WORK INSTRUCTIONS:
1) From the article on caffeine-free Diet Coke, list the products that the text places "Towards the bottom" of its Coca-Cola hierarchy.
2) Proceed with the article on caffeine-free Diet Coke, picking up after its final sentence.

___ GIVEN TEXT

Caffeine-Free Diet Coke Is for Psychos
Elon Musk continues to prove that he has no taste
Anyone familiar with the stable of Coca-Cola sodas knows that there is a hierarchy to how satisfying each product is. At the top of the pyramid is full-strength Coke from a fountain, specifically one located in a McDonald’s. Following that is Diet Coke, either from the aforementioned McDonald’s fountain or in a freezing cold can. Towards the bottom of this list are two-liter bottles of any Coke product, all of the weird Diet Coke flavors (except lime), and the scary zero-sugar Coke energy drinks. Then there are several tiers of shit, maggots, and scum. And finally, at the absolute bottom, there’s caffeine-free Diet Coke.
Caffeine-free Diet Coke is what helicopter parents give their children when they think Sprite is too sugary and LaCroix is too spicy. It is for old people who eat dinner at 4 p.m. and barely tip their server. It is for boomers who claim that caffeine after noon will wreck their delicate digestive systems, but will still crush three to five Sam Adams lagers on a Monday. It is what your loser uncle-by-marriage brings to Easter and leaves in the garage fridge, never to be touched again until your parents downsize to a condo in your suburb’s “downtown” district and have to throw it away. Ultimately, it is for freaks and losers, so it’s no surprise that Elon Musk apparently can’t get enough of the stuff.

______
___ SUPPLIED ENTRIES

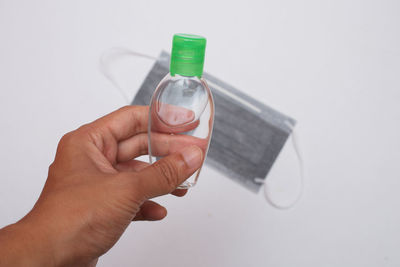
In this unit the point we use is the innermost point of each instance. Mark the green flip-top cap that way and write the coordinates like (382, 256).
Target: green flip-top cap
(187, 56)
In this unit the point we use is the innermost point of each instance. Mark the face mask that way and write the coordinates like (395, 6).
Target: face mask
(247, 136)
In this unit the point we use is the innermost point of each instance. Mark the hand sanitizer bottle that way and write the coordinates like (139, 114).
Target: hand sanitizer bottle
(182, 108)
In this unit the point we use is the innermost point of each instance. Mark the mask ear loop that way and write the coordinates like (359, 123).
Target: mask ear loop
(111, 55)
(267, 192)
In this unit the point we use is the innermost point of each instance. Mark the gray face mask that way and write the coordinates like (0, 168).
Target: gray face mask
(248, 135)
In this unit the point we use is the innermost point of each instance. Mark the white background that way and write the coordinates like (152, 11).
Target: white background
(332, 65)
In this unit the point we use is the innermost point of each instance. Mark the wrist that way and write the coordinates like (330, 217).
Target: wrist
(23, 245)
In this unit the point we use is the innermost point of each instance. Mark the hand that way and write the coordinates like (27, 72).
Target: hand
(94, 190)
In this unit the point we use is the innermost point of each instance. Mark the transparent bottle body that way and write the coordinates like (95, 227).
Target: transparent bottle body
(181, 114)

______
___ SUPPLIED ENTRIES

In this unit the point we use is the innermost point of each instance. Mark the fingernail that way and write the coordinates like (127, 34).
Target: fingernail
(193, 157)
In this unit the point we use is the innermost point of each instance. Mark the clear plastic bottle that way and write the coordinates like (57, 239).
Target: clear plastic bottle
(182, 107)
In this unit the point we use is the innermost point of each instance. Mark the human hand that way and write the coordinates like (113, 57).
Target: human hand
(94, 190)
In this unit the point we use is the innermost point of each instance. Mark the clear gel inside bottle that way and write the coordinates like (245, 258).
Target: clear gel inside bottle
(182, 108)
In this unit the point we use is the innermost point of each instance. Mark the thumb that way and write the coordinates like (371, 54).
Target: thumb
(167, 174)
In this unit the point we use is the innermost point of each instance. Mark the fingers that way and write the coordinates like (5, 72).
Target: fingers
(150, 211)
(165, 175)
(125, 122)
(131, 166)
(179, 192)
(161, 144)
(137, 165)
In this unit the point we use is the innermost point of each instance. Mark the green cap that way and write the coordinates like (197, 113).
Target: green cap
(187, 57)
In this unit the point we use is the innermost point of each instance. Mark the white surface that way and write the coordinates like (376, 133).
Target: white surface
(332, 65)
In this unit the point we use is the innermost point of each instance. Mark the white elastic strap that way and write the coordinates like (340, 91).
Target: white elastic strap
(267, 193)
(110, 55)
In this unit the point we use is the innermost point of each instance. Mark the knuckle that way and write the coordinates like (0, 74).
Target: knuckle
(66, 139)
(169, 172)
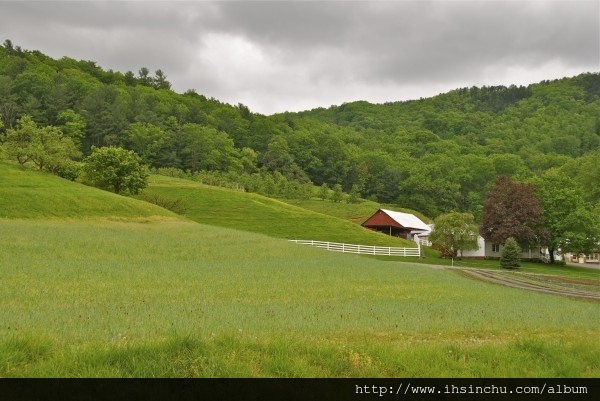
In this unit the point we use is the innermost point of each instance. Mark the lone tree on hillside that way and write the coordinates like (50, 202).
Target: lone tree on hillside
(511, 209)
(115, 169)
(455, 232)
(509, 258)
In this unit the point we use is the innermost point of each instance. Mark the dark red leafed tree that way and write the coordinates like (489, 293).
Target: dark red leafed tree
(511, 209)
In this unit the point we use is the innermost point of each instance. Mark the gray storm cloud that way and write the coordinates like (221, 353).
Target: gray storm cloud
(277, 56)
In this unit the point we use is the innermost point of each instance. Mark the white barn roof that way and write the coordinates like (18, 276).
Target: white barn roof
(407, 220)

______

EXPECTED OUTPUTS:
1)
- Two-liter bottles of any Coke product
- All of the weird Diet Coke flavors (except lime)
- The zero-sugar Coke energy drinks

2)
This is not the bedside table of a man who is doing 100 percent awesome in the brain. Even without the multiple guns in frame, this snapshot of his bedside table would still be a cry for help. This man, this so-called “alpha” who now owns all of our asses, is crushing four caffeine-free Diet Cokes (and many more before that, per the rings on the coaster-less table) and wants us to think he is the greatest mind since Aristotle? Give me a break.
Caffeine-free Diet Coke is one of the most beta beverages I can think of, second only to Mountain Dew Code Red. It has none of the benefits of a regular Diet Coke (i.e., a little boost without making your taste buds feel like they are coated in molasses) or a regular Coke (tastes good, somehow helps with a migraine). It is a waste of carbonation, aspartame, and caramel color. It somehow goes flat more quickly than its siblings. It doesn’t even look good — in an attempt to play off of the iconic silver of a Diet Coke can, the Coca-Cola bigwigs in Atlanta went for a muted gold color that invokes ginger ale more than anything else.
Musk has revealed himself to be a huge loser many times before this (bringing a sink to Twitter headquarters, setting Tesla share prices to $420, allegedly getting a hair transplant instead of going bald with dignity), but voluntarily sharing this disgusting information takes the cake. Billionaires never have good taste, but at least have the dignity to conceal the fact that that extends to your actual taste buds. If you’re going to be one of the richest men alive, why are you drinking from the can in the first place? Get a fountain installed in your house like a normal freak. For just a few thousand bucks, you could even have a Freestyle machine.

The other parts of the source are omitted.